- [提示文]
*****
1月にも書きましたが、某大学のT教授がダイヤモンドオンラインに、またまた、驚きのコラムを書いていましたので、取り上げてみたいと思います。
T氏は、財政破綻や国債暴落は、暴論であり荒唐無稽だとしています。
同じ言葉をT氏にお返ししなければなりません。
ほんと、公開討論をしたいくらいです。
流石に、こんな無茶を言う学者やエコノミストは減りましたが、T氏はその希少価値を売り物にして生計を立てていると思うしかありません。
しかし、問題は、T氏ではありません。
この記事には読者アンケートもありました。私が、見た時には66%以上の読者が「財政破綻はしない」に投票しています。皆さん「いい人」ばかりですから、信じてしまうのです。
30分後に確認に行ったら、49%になっていましたが、それでも驚きの数字です。3時間後に見た時は、また61%になっていました。救いようがありません。

表題は、[ 声高に言われ続ける「国債暴落」があり得ない理由 ]です。

一行ごとにツッコミを入れたいところですが、彼の論拠の根っ子の何点かに絞って言及してみたいと思います。

先ず。
彼が債務残高のネットとグロスを持ち出している部分です。
この論拠は、多くの方が利用してきました。
グロスとは、国債残高の総量を指します。
ネットとは、負債である国債から資産を差し引いた金額を指します。
彼は、日本の資産は600兆円あるのだから、ネットの負債総額は500兆円であり、何の心配もないと言います。GDP比で100%に過ぎない、と言います。
確かに、「今は、大丈夫」でしょう。
ただし、それは、グロスとかネットという問題ではなく、日銀による、或は財務省による金利操作で維持されているのです。この記事にも書かれていますが、彼は最終的に日銀ファイナンスを目的としているように見えますので、彼自身は論理破綻だとは思っていないのでしょう。
また、T氏だけではなく、「財政破綻はない」という論者には、現在と未来を同列に語っているという騙しもあります。
問題は10年後です。
10年後も、日銀は年間80兆円の国債購入が続けられるのでしょうか。
私は、無理だと思いますが、彼は、それを推奨しています。
では、10年後のことを、考えてみましょう。
彼は、10年後の債務残高には言及しません。それを言えば、自分の論拠を脆弱にしてしまう危険があるからです。「大丈夫だ、大丈夫だ」と言いながら、10年後には借金が2,000兆円になると言えば、誰でも首を傾げてしまいます。
ですから、私が推測します。
*****
- [提供資料]
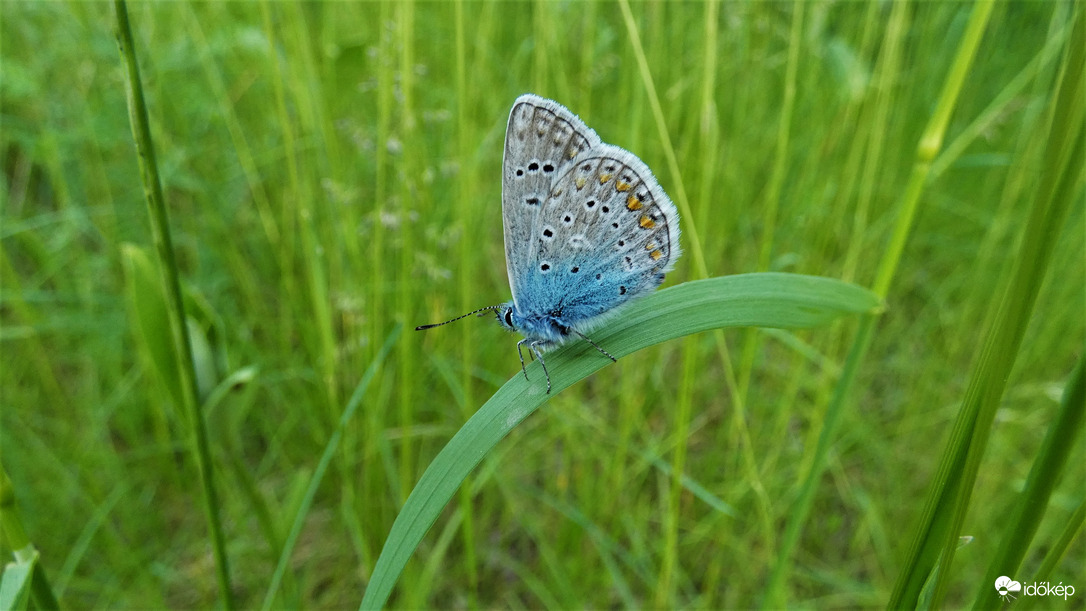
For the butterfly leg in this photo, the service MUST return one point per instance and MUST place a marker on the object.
*****
- [課題]
A: 提示文について、次の問いに答えてください。
(i) T氏のコラムの表題は何か。
(ii) 筆者が30分後に確認に行ったとき、「財政破綻はしない」への投票は何%になっていたか。
(iii) T氏は日本の資産をいくらとしているか。
B: 提示文の要旨を2文でまとめてください。

- [解答]
A:
(i) 声高に言われ続ける「国債暴落」があり得ない理由
(ii) 49%
(iii) 600兆円

B: 筆者は、財政破綻や国債暴落を暴論で荒唐無稽だとするT教授のダイヤモンドオンラインのコラムを取り上げ、その記事の読者アンケートで多くの読者が「財政破綻はしない」に投票していたことに驚いている。T氏はネットの負債総額が500兆円でGDP比100%に過ぎないので心配ないと言うが、筆者は、今の状態は日銀や財務省による金利操作で維持されているのであり、問題は10年後だと述べている。